• Work order: Which lines below fall between the one containing "Target: black fur" and the one containing "of the gorilla's"? Repeat them exactly, counting both of those lines, and add nothing else.

Dataset excerpts
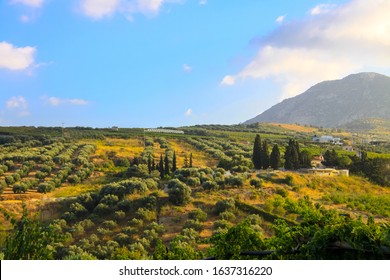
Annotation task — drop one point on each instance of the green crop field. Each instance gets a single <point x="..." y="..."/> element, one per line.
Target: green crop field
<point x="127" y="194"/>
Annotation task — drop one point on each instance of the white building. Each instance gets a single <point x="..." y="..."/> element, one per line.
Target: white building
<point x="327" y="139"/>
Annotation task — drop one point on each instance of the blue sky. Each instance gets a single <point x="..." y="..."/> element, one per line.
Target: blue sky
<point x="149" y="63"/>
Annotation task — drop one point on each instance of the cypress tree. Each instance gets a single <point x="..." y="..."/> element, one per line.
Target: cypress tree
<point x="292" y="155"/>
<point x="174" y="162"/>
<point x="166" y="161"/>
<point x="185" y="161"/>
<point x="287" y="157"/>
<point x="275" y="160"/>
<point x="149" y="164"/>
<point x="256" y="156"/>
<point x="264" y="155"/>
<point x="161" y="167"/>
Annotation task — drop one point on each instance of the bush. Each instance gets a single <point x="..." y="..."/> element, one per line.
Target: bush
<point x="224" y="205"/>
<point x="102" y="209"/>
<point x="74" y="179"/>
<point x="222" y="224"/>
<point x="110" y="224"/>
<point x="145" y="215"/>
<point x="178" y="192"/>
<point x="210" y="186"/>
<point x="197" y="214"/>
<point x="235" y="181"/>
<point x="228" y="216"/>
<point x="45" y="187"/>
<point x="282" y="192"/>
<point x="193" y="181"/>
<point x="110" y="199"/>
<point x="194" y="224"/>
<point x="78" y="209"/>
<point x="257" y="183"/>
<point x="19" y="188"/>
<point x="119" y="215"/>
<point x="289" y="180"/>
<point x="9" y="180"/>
...
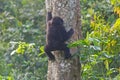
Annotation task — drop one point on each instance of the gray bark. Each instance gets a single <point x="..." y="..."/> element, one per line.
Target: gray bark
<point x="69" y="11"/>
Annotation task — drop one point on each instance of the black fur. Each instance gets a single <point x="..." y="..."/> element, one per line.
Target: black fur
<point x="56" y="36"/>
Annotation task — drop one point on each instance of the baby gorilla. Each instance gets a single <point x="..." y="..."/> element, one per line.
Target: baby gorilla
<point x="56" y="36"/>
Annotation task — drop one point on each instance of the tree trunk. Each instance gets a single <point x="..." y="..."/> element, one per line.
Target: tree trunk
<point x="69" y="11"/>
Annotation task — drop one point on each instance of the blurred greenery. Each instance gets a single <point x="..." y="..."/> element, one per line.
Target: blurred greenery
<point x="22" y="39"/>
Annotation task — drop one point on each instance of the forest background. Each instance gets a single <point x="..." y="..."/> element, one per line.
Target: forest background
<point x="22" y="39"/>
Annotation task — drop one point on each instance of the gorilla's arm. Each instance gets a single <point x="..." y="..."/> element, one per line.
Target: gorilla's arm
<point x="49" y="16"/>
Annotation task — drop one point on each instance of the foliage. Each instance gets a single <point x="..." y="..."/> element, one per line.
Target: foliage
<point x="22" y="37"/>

• Exercise result:
Target: black fur
<point x="56" y="36"/>
Annotation task — drop one point on each instance of the baby gorilla. Each instance gets a single <point x="..." y="..."/> element, one per line.
Target: baby gorilla
<point x="56" y="36"/>
Annotation task — drop one point on each instance of the tree trunk. Each instance gets a single <point x="..." y="..."/> element, one per line.
Target: tree trunk
<point x="69" y="11"/>
Annotation task — drop one point on each instance of the blurred greenery. Each instance gets a single <point x="..." y="..."/> element, one per line.
Target: blurred greenery
<point x="22" y="39"/>
Annotation task — drop one point on each instance of the forest background. Each instance gets a single <point x="..." y="..."/> element, one per line.
Target: forest background
<point x="22" y="39"/>
Annotation task — drop one point on each instance of the gorilla's arm. Each instance gets a single <point x="..." y="..."/> element, one per line.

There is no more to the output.